Até falecer em 2014, Antônio defendeu uma agenda de transformação nacional baseada em princípios éticos. Guilherme, além de apoiar diversas organizações da sociedade civil, provou que é possível uma empresa de grande porte ter sucesso financeiro ao optar pela preservação ambiental. Fabio é o pai da banca sustentável e cofundador do primeiro fundo ESG no Brasil. Luiza é o nome mais cimeiro em empreendedorismo feminino.

Nos últimos anos, com a sustentabilidade corporativa e as finanças sustentáveis a povoarem as páginas de todos os jornais, poderíamos pensar que o legado de Antônio, Guilherme, Fabio e Luiza estaria finalmente reconhecido e internalizado. Afinal de contas, as multinacionais brasileiras fazem anúncios diários sobre sustentabilidade. Métricas de impacto social, planos para diminuir a pegada de carbono, ou estratégias para ter mais mulheres em cargos de liderança empanturram os press releases que recebemos no email.

+---+

- AÇÕES NECESSÁRIAS:
1. Segundo o trecho sobre sustentabilidade, por que se poderia pensar que o legado de Antônio, Guilherme, Fabio e Luiza estaria finalmente reconhecido e internalizado? Responda em uma a três frases.
2. Dê seguimento ao trecho sobre sustentabilidade no Brasil a partir do ponto em que ele termina.
Os registros não têm qualquer papel nesta atividade.

+---+

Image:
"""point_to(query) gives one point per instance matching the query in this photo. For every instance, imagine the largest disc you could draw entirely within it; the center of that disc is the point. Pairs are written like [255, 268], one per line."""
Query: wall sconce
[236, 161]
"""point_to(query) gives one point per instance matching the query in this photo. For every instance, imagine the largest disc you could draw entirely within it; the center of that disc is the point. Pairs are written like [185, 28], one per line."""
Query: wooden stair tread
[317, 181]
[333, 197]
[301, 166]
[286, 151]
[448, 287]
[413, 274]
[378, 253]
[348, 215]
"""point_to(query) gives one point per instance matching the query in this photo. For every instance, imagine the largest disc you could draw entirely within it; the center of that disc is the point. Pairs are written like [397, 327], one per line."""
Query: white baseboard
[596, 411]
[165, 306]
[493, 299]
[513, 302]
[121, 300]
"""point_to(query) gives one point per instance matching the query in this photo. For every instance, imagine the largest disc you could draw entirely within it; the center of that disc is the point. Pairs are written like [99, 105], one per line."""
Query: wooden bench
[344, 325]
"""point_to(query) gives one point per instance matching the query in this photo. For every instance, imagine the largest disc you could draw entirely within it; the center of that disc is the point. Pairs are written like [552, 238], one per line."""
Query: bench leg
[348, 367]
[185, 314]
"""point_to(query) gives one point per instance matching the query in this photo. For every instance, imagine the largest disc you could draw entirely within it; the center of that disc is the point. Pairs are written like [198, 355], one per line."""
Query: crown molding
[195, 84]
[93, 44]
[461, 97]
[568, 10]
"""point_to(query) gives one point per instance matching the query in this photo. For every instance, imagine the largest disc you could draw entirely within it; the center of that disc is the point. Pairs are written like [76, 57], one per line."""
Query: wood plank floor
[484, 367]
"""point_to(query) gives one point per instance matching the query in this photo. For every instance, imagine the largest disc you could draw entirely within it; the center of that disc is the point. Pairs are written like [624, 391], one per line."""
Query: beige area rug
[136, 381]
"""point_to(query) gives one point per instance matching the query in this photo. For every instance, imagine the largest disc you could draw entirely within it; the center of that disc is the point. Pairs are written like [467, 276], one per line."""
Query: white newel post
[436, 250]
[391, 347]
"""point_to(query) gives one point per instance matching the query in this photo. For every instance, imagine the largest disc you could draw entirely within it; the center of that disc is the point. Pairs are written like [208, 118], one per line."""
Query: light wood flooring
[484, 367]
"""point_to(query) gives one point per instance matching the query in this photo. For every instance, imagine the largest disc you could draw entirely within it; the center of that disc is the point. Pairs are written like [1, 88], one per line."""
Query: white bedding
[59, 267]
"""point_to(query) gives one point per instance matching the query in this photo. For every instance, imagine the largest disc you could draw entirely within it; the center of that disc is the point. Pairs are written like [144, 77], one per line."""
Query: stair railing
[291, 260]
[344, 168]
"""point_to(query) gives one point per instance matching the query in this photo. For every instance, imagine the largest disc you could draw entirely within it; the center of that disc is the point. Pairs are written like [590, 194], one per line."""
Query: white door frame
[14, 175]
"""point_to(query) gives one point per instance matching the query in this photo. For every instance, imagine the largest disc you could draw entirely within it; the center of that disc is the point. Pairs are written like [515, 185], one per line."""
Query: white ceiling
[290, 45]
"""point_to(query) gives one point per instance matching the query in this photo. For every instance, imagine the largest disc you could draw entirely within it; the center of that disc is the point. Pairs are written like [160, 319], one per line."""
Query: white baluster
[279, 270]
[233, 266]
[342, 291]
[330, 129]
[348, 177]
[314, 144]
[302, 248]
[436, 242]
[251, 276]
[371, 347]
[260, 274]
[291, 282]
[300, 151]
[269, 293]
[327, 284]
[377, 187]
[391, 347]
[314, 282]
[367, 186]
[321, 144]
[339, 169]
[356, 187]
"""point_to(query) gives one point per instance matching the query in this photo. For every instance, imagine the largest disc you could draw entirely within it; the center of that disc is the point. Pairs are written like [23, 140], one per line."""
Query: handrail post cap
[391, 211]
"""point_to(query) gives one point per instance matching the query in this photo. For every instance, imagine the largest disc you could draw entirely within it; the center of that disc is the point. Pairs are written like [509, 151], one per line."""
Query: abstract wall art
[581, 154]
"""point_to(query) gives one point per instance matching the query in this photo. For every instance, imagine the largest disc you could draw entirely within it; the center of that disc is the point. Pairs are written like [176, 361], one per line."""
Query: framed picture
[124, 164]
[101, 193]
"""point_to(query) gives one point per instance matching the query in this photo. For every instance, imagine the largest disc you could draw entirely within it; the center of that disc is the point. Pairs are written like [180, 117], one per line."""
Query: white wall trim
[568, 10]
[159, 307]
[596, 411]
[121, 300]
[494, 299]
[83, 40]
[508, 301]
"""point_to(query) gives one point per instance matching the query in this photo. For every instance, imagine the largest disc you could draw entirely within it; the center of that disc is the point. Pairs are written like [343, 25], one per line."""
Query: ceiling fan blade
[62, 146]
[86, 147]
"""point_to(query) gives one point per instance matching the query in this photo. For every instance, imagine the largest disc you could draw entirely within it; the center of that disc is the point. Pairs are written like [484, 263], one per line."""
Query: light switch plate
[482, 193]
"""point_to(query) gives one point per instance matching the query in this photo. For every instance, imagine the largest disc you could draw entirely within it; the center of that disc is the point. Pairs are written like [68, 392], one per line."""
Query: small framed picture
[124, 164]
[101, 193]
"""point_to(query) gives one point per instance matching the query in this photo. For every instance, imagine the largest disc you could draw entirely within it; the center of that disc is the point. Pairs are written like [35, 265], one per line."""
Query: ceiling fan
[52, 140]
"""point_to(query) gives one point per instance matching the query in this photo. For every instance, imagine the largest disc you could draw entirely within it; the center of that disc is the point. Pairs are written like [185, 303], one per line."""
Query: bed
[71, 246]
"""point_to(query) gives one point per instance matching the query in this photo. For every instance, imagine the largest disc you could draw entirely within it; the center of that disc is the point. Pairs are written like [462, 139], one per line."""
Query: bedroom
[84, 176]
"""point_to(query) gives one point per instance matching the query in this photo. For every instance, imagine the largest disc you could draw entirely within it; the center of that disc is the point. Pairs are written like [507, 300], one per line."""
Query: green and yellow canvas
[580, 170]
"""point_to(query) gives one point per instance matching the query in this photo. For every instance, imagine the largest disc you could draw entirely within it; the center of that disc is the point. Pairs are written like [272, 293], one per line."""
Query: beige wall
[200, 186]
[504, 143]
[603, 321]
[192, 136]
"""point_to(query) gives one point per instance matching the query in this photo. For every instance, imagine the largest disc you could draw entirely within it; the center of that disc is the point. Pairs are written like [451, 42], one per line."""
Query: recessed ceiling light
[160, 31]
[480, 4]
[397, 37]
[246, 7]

+---+

- RESULTADOS POR TAREFA:
1. Nos últimos anos, a sustentabilidade corporativa e as finanças sustentáveis passaram a ocupar as páginas de todos os jornais. Além disso, as multinacionais brasileiras fazem anúncios diários sobre sustentabilidade. Métricas de impacto social, planos para diminuir a pegada de carbono e estratégias para ter mais mulheres em cargos de liderança enchem os press releases.

2.
Mas entre as mais de 20 milhões de empresas brasileiras, ainda escasseiam aquelas que são comandadas por “empresários cidadãos”.

Em muitos casos com legitimidade. São milhões os microempresários que vendem o almoço para comprar o jantar e a sua atividade empresarial limita-se a gerar recursos suficientes para ir adiando semanalmente a pobreza. A consciência social, se existir, está dentro de casa.

Para outros, a cidadania corporativa virou um post no Instagram. Uma reengenharia identitária temporária incentivada por aulas de yoga e pela leitura das cartas anuais do Larry Fink.

A falta de uma agenda corporativa de longo-prazo também estimula alguns empresários a buscarem a hiperpolitização —a necessidade de estarem alinhados com o poder em Brasília para daí extraírem valor económico, seja no formato de crédito, oportunidades de mercado, legislação favorável ou informação privilegiada. Aconteceu em todas as presidências, de Sarney a Bolsonaro.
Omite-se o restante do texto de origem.